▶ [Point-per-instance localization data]
+--

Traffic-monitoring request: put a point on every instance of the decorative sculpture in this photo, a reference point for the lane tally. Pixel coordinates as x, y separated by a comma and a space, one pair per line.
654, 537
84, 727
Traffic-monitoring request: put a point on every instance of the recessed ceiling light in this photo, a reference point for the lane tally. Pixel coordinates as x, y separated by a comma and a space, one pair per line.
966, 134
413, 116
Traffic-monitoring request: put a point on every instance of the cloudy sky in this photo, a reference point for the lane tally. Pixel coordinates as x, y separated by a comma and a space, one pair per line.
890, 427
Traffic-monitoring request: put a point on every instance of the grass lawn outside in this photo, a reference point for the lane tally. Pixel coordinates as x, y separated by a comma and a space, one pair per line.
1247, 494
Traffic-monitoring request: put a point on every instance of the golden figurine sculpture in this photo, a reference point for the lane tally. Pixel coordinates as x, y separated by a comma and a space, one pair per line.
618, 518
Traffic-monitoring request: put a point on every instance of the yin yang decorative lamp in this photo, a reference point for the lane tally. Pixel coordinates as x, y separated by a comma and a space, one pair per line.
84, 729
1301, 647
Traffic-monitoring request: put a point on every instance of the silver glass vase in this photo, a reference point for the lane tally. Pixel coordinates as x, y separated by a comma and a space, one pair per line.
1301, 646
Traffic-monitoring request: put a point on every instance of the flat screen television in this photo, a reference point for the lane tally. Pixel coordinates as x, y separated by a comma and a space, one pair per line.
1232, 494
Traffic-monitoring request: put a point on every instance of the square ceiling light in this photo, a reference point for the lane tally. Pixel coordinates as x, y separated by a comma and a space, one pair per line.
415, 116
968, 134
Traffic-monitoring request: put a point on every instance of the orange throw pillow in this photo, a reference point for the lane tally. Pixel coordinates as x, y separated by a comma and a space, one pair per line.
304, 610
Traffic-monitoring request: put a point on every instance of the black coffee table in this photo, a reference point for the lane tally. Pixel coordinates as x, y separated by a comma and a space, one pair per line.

+--

▶ [Exercise brief] For this exercise, write out all of the data exactly.

▶ [Problem solution]
Traffic-monitoring request: put a point on every instance of the decorative sculpture in this photo, a reference point for the lane tally. Pixel coordinates as x, y separated by a comma and a space, one pair per line.
654, 537
84, 727
Traffic-monitoring request: put a point on every instance of the recessed ceiling light in this photo, a reference point for the lane tally. Pixel coordinates as x, y separated by a comma and a space, one pair per line.
966, 134
413, 116
Traffic-monitoring request: put a point on every instance of the cloudy sky in this photo, a reference point for the lane tally. Pixel coordinates as x, y separated by a comma and a space, one pair per line.
890, 427
Traffic-monitoring request: put a point on every instance of the grass lawn outside in this photo, a reference point for the lane tally. Pixel coordinates as x, y separated by a comma and a space, one pair per line.
1247, 494
Traffic-monitoring request: put a point on every instance of the golden figurine sculpture in this photo, a reference point for the lane tally. Pixel coordinates as x, y separated by a comma and a space, one pair per line.
618, 518
Traffic-monitoring request: put a point on every instance of the yin yang decorative lamp in this photo, a reference point for the lane tally. Pixel coordinates as x, y separated by a comma and a space, one pair per line.
84, 729
1301, 647
Traffic-monitoring request: put a point on every instance of the silver glass vase in this photo, a reference point for the lane tally. Pixel coordinates as x, y separated by a comma and a space, one pair per line.
1301, 646
Traffic-monitoring request: put a point on every instance of the flat screen television in this photo, a reference point for the lane tally. Pixel coordinates as x, y separated by a comma and a space, one pair per line.
1232, 494
Traffic-monitoring request: put a point on every instance of the square ceiling light in this photo, a reference point for the lane tally. Pixel coordinates as x, y separated by a comma and a space, one pair per line.
415, 116
968, 134
Traffic-monitoring request: put a point on every instance of the orange throw pillow in this photo, a reference point for the lane tally. Pixel coordinates as x, y separated by a comma and a space, one pair per line.
304, 610
Traffic-monitoring request: put a point on every instance of the black coffee table in this photo, a reference point for the lane tally. Pixel coordinates as x, y separated by a comma and a space, one pair per line.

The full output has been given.